• **EXERCISE AIM**
Pull each line containing "correct" from the data.

Dataset excerpts:
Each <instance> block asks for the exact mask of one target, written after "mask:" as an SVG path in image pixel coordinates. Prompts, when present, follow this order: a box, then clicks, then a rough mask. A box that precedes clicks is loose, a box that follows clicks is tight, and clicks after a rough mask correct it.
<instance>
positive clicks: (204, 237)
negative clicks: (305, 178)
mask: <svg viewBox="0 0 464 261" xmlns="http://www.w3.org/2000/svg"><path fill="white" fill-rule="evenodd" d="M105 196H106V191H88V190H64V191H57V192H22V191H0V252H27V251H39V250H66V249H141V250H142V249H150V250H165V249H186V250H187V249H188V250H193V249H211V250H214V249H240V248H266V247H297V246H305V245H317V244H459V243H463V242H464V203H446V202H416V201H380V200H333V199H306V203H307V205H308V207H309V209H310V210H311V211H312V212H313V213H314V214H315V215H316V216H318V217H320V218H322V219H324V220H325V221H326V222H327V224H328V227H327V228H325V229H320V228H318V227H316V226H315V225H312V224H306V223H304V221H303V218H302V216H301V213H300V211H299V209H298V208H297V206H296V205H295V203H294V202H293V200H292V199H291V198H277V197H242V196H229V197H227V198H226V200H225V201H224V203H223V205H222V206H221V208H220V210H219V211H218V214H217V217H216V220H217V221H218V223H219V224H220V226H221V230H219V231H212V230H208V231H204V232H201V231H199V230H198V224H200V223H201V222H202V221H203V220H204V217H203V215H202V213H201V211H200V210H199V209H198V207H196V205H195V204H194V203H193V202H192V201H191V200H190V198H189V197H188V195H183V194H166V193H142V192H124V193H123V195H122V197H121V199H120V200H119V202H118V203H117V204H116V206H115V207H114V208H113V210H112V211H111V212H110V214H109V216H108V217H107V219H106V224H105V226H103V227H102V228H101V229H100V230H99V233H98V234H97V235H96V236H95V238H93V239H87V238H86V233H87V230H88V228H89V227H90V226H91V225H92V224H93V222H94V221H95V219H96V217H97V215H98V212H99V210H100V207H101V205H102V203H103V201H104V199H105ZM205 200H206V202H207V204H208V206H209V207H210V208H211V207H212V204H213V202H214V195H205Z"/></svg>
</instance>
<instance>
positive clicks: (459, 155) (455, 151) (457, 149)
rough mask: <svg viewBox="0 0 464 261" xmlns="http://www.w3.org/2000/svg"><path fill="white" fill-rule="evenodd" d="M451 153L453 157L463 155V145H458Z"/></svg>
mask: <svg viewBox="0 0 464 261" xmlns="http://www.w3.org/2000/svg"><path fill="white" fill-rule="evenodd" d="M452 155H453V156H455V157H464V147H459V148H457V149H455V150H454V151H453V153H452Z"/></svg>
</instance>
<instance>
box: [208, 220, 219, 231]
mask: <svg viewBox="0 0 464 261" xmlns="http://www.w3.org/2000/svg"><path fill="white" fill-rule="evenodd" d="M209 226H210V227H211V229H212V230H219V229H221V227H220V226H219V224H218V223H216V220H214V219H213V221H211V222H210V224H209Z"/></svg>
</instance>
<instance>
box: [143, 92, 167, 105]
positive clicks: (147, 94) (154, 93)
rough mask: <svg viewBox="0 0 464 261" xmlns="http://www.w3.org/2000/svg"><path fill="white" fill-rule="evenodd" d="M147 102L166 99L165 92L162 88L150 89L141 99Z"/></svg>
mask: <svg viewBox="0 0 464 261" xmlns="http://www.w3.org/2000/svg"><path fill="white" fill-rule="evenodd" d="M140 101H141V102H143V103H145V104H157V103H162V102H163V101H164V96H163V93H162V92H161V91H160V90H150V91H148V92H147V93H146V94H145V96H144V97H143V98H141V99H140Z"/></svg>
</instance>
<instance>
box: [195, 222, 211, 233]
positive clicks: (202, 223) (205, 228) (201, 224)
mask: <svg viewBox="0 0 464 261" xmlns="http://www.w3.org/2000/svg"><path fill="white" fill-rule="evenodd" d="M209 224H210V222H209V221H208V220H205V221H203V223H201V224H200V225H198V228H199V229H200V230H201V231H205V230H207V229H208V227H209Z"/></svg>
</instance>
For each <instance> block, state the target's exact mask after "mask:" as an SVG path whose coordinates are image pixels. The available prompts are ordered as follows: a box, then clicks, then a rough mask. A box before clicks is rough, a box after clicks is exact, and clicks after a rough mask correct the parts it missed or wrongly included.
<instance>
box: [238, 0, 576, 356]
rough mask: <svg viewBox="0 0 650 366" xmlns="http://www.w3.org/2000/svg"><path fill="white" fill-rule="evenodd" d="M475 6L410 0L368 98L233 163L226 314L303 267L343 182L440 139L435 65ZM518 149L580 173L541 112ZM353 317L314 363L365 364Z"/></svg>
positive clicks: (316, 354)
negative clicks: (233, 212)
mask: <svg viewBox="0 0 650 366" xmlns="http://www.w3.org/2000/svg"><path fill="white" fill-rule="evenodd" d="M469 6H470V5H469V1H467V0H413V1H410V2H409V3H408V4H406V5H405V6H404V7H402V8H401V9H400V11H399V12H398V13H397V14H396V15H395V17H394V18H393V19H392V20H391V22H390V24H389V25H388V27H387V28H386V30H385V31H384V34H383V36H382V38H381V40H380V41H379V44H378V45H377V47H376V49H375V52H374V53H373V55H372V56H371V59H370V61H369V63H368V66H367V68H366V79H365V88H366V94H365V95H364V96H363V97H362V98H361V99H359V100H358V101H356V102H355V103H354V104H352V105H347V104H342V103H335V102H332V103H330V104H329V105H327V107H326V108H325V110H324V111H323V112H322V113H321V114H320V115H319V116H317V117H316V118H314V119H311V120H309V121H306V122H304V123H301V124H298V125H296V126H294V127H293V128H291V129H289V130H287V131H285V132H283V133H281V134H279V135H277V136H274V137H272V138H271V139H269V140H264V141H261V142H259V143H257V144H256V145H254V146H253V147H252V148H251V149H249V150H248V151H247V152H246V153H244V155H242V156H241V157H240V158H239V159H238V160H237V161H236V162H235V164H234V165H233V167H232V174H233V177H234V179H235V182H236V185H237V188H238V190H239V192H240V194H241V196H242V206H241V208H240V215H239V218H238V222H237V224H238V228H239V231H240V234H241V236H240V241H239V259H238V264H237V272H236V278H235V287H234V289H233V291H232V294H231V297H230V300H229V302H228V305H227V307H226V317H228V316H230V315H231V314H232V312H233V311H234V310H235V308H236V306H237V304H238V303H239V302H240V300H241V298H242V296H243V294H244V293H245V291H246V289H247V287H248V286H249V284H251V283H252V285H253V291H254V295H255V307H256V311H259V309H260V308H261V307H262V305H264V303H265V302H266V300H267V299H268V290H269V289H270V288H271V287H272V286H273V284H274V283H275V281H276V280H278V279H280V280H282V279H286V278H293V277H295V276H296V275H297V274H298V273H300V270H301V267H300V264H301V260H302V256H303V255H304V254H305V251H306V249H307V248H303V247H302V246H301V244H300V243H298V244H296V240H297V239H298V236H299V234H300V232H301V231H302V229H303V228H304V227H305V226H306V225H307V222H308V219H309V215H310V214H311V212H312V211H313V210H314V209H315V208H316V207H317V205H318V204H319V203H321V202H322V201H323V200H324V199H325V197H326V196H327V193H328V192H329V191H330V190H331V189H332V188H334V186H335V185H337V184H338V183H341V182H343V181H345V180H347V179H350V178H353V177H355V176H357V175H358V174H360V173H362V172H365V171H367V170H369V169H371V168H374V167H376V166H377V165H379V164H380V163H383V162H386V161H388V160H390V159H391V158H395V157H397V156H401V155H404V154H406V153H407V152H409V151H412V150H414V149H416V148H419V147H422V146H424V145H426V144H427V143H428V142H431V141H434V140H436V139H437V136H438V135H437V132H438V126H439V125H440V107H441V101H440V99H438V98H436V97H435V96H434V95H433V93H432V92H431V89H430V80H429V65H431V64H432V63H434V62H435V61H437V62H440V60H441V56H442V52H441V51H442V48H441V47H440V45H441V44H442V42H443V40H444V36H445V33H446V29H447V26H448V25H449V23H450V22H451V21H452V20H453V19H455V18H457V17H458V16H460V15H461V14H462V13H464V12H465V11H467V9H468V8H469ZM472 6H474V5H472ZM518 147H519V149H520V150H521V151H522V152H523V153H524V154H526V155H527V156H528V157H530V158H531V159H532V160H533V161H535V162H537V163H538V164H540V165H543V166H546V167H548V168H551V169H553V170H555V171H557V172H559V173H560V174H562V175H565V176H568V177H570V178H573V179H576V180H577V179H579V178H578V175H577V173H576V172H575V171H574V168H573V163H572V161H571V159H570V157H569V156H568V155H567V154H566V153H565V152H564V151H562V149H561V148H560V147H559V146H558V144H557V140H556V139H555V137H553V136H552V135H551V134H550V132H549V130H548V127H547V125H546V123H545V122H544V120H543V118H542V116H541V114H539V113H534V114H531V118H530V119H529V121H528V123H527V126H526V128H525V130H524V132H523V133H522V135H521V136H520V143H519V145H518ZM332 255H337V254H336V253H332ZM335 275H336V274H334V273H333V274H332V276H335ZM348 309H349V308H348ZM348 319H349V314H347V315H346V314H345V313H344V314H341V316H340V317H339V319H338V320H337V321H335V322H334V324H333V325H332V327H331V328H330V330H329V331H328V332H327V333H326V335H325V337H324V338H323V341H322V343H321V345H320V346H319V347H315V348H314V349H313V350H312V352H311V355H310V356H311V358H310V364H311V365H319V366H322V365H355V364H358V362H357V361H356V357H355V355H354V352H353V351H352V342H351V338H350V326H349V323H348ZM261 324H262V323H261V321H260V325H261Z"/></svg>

• **WRITTEN ANSWER**
Each <instance> block asks for the exact mask of one target, written after "mask:" as an SVG path in image pixel coordinates. Prompts, when present, follow this order: a box, then clicks, then a rough mask. A box that precedes clicks is loose, a box that follows clicks is tight, and clicks after a rough mask correct it.
For each <instance> block, state the target's exact mask after "mask:" as an SVG path whose coordinates are image pixels. The available prompts are ordered as follows: a box, then clicks, then a rough mask. A box before clicks is rough, a box after clicks is exact, and clicks after a rough mask correct the parts it missed or wrongly included.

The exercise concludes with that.